------ Material shown ------
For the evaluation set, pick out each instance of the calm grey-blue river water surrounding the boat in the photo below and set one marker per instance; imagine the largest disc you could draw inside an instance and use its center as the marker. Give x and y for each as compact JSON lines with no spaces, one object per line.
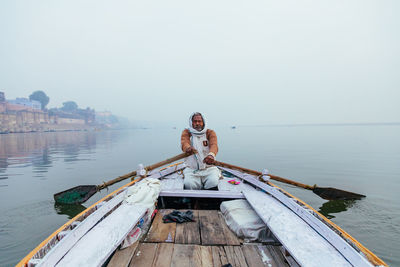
{"x":363,"y":159}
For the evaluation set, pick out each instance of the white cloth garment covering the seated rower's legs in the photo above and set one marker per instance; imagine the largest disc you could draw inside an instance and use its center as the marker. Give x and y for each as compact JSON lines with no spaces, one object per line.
{"x":201,"y":179}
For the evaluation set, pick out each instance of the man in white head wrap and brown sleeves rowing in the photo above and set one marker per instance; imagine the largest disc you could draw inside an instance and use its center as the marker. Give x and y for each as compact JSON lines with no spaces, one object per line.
{"x":202,"y":142}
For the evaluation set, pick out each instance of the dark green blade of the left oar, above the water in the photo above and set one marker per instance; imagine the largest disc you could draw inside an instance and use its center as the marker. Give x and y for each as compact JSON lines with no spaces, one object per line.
{"x":75,"y":195}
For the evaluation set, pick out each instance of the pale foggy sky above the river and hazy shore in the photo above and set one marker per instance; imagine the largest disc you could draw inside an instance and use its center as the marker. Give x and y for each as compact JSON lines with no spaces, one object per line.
{"x":239,"y":62}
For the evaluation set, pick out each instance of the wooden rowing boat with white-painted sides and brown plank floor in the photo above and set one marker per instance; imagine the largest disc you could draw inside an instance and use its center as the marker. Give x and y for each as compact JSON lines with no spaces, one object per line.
{"x":297,"y":234}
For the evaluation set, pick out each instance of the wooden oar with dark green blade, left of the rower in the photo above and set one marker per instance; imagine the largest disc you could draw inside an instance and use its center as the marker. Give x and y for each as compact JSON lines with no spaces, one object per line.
{"x":81,"y":193}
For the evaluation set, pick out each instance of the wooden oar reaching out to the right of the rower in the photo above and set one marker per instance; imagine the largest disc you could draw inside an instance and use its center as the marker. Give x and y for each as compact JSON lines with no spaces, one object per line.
{"x":329,"y":193}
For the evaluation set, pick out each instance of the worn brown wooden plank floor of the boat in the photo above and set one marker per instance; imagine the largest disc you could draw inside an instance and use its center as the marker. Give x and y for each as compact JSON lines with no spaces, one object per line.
{"x":206,"y":242}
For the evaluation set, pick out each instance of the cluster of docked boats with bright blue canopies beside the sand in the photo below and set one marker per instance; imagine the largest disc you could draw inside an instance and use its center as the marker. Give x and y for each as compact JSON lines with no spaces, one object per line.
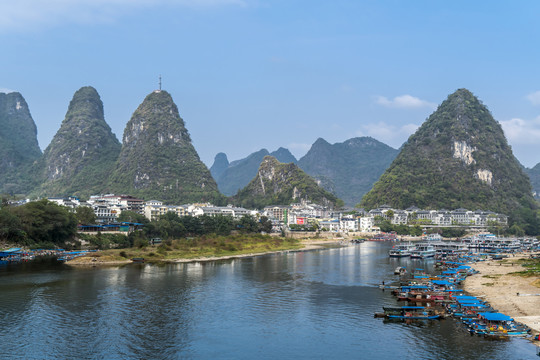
{"x":437,"y":296}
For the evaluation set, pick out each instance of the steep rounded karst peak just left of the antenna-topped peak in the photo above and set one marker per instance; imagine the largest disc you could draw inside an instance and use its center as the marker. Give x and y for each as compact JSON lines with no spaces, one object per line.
{"x":82,"y":153}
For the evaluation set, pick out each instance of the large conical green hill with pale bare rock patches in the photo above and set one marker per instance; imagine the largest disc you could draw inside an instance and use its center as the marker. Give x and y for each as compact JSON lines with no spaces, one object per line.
{"x":458,"y":158}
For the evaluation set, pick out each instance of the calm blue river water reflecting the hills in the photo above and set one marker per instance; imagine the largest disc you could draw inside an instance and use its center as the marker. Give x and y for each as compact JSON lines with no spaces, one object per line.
{"x":303,"y":305}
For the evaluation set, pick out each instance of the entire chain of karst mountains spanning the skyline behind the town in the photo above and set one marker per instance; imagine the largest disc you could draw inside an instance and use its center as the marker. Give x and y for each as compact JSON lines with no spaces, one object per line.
{"x":458,"y":158}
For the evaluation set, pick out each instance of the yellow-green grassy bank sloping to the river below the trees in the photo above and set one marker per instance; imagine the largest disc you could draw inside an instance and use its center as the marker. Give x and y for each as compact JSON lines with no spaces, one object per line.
{"x":200,"y":247}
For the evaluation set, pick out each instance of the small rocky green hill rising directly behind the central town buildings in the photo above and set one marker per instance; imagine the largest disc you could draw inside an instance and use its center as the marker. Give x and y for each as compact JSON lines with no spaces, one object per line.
{"x":280,"y":184}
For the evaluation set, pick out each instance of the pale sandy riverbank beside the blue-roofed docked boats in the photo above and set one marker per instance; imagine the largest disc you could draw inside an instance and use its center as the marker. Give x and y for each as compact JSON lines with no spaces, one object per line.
{"x":516,"y":296}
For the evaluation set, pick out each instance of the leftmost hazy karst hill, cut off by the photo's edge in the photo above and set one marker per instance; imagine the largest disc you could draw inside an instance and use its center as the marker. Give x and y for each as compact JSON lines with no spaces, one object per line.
{"x":18,"y":142}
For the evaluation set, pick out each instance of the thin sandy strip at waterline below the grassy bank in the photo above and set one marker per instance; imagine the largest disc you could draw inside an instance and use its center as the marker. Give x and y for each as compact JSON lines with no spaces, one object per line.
{"x":307,"y":244}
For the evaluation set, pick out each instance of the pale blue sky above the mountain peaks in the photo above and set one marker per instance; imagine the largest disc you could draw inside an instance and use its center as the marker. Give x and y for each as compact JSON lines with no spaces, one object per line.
{"x":253,"y":74}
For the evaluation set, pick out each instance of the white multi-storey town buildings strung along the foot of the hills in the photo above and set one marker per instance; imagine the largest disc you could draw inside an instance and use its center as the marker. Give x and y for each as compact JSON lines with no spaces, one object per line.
{"x":299,"y":216}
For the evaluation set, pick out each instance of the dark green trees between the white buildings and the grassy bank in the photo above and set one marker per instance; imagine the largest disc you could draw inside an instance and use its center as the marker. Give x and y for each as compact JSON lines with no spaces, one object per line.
{"x":45,"y":224}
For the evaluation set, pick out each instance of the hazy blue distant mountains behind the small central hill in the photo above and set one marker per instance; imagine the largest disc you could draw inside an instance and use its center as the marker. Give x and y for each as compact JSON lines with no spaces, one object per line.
{"x":347,"y":169}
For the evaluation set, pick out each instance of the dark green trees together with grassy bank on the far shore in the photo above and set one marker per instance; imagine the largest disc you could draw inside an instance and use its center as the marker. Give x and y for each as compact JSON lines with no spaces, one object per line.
{"x":44,"y":224}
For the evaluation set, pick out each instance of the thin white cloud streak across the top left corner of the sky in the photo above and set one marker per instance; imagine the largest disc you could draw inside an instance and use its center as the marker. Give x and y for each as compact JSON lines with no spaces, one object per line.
{"x":28,"y":15}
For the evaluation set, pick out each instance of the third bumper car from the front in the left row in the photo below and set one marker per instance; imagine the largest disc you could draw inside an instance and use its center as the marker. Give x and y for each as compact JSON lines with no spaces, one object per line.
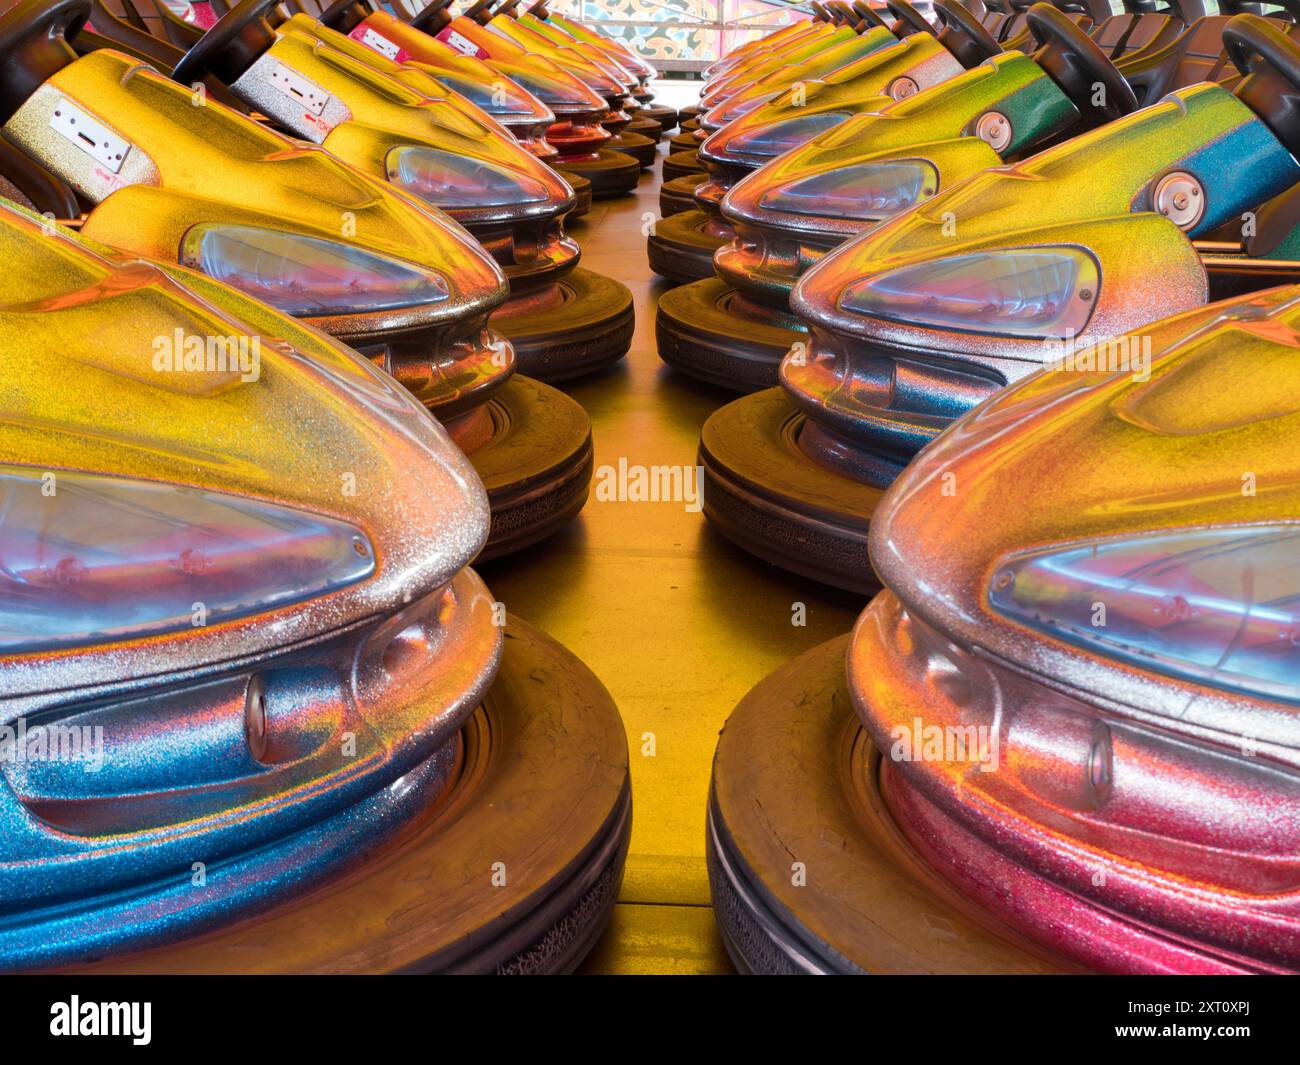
------
### Exercise brief
Apart from the pictures, all of the data must be duplicated exactly as shown above.

### Response area
For the evaluation set, pick out each instance of the calm grey-blue river water surrounding the boat in the photo below and set one marker per instance; imagine the largest disc you could draw inside an instance and use its center as the marker. Give x and y for each as compact JSON lines with no spaces, one object per line.
{"x":363,"y":159}
For the evaluation set, pick out each instance of the white cloth garment covering the seated rower's legs in the photo above and set one marker per instance; imagine the largest disc you could draw inside an instance and use its center as the marker. Give x and y for each as compact JSON lines with no spaces, one object per line.
{"x":201,"y":179}
For the evaluation set, pick out each instance of the man in white head wrap and brown sleeves rowing in the photo above and set one marker per instance; imagine the largest disc you could draw inside an instance and use its center as the marker. Give x and y for each as compact JSON lines with no spaces, one object per line.
{"x":202,"y":142}
For the evaluation set, pick out each instance of the dark green blade of the left oar, above the water in the photo above and set one marker per instance; imagine the largest disc you could draw inside an instance and use its center as the marker. Give x and y for each as compact JSON lines with no spaces, one object per line.
{"x":75,"y":195}
For the evaluation set, pick out each instance of the pale foggy sky above the river and hazy shore in the photo above and set one marker per instance; imagine the largest disc you could draw inside an instance and use its center as the marker. Give x and y for each as compact JSON lines with no spaces, one object per line.
{"x":239,"y":62}
For the evaluation set, pick out each instance of the wooden rowing boat with white-painted sides and brown plank floor in the photo above and set one marker per instance; imagine the largest disc you could draw inside an instance and use its center as the marker. Give x and y for each as compact JSON lines with no spaces, one object per line.
{"x":297,"y":234}
For the evaluation set, pick out each instance of the wooden oar with dark green blade, left of the rower in the photo above and set one marker per instance; imagine the largest disc you could draw inside an instance and use its center as the marker. Give x and y for each as compact JSON lines with no spaces, one object per line.
{"x":81,"y":193}
For the evaluation set, pick out each instance of the wooden oar reaching out to the right of the rower in the photo above and set one marker per instance; imagine the largest disc you could draw inside an instance and use its center as the marker. Give x and y for each as compact JSON lines with no spaces, one object per line.
{"x":329,"y":193}
For the evaluation set, pick out each instance of the worn brown wooden plank floor of the boat in the photo above and set one marker per instance; imagine the largest disc you could draw inside an instance and use its center as the marker. Give x and y for each as compact JSON lines with no spaces, one object per line.
{"x":206,"y":242}
For the evaluation set, pick out each instance of the cluster of docked boats with bright blue canopies beside the sand in the photo below and set one marker per instance; imagine the largest disc you could draw inside an instance and use its center as the marker. Give x and y for each as compact JSON lines with no spaces, one object per line.
{"x":437,"y":296}
For the evaluation set, pick out each instance of the steep rounded karst peak just left of the antenna-topped peak in the photo above and set one marker per instance; imagine the largest disc you could draw inside an instance and use its center as the marker. Give x and y for each as compact JSON lines with no spaces, one object per line.
{"x":82,"y":153}
For the evaluation set, pick out each instance of the large conical green hill with pale bare rock patches in the photo above and set one marker per instance; imagine the largest disc you could draw inside an instance and use its center as the marker. Give x and y for each as compact JSON lines with no spaces, one object per line.
{"x":458,"y":158}
For the evaluation set, pick out each instance of the calm blue river water reflecting the hills in the photo above and set one marker per instance; imagine the largest disc you could draw inside an instance and use its center as the marker. Give x and y for each as compact JSON lines with no spaces, one object per line.
{"x":303,"y":305}
For the evaluation set, pick out each instance of the entire chain of karst mountains spanning the skyline behind the town in the photo above and set one marker per instance; imagine the largest disc you could draw inside an instance and use its center as the marker. Give x and y for each as compact JSON lines with no spaces, one object per line.
{"x":458,"y":158}
For the evaluation set, pick out each instance of the yellow-green grassy bank sloping to the river below the trees in the photo above and set one marker per instance; imagine the largest disc you could draw inside an instance and use its center as the marker. Give x and y for each as compact JSON lines with no spaces, one object per line.
{"x":200,"y":247}
For the evaluation set, pick out each instance of the small rocky green hill rising directly behind the central town buildings in the photo above and set one marker per instance; imagine the largest disc you could draw inside an instance and use its center as the marker. Give x and y for each as compact JSON lines with no spaces, one object per line.
{"x":280,"y":184}
For the evaluation set, pick out each instance of the pale sandy riverbank beside the blue-roofed docked boats in the photo above and set one marker per instance; imagine the largest disc you could draw inside an instance and use its center as the marker. Give x and y for each as compact JSON lines with no spaces, one object per line.
{"x":516,"y":296}
For the evaluation set, pick out each instance of the leftmost hazy karst hill, cut off by the photo's edge in the photo above and set one marker per instance; imagine the largest disc you could draw inside an instance and use its center as the marker. Give x and y for each as compact JSON lines with no spaces, one object per line.
{"x":18,"y":142}
For the evaluation set, pick out each instance of the thin sandy strip at waterline below the grassy bank in the photo above and set one marker per instance; imagine the largest disc you could draw inside an instance and use its center as the marker. Give x and y for each as compact JSON lines with no spaces, one object per line.
{"x":307,"y":244}
For the evaluation set, pick out each instance of the pale blue sky above the mountain peaks in the photo above and set one marker per instance; imagine the largest disc you could draw inside an instance and use its center as the marker. Give x and y for each as compact JSON lines with no spaces, one object per line.
{"x":253,"y":74}
For the evaluation set, pick out each instance of the white multi-storey town buildings strung along the foot of the hills in the photo above and set one marker per instance; imagine the largest disc you could draw inside an instance and use its center as the marker. Give x and y for each as compact JSON lines with no spaces, one object per line.
{"x":299,"y":216}
For the evaluation set, pick out each instance of the dark green trees between the white buildings and the grassy bank in the photo above and set one marker per instance; imagine the largest disc you could draw inside an instance and use its center as the marker. Give x and y for each as compact JSON lines with no spaces, one object per line.
{"x":45,"y":224}
For the evaluation set, pick out each instance of the hazy blue distant mountains behind the small central hill in the photo above and set one marker per instance; imagine the largest disc you could draw inside an instance and use its center as the marker. Give x and y for each as compact JSON lines with no spaces, one object per line.
{"x":347,"y":169}
For the evaluation set, pick out each instance of the dark green trees together with grassy bank on the far shore in the photo above and set one marker per instance; imagine the largest disc you could draw inside an instance and use its center as the marker. Give x and y for each as compact JSON lines with no spaces, one object per line.
{"x":44,"y":224}
For the evaluation set, pick out each instance of the thin white cloud streak across the top left corner of the sky in the photo above and set one marker per instance; imagine the largest disc you could draw inside an instance and use its center as the marker. Give x and y for each as compact JSON lines with no spaces, one object per line.
{"x":28,"y":15}
For the evaluation set, pick out each instance of the third bumper car from the front in the left row in the photo below and set one marker per instance; imagine the largest disc you could draw inside an instance and use its center as the marker. Give x and y for each as compact JSON lines with no spaces, one object per line.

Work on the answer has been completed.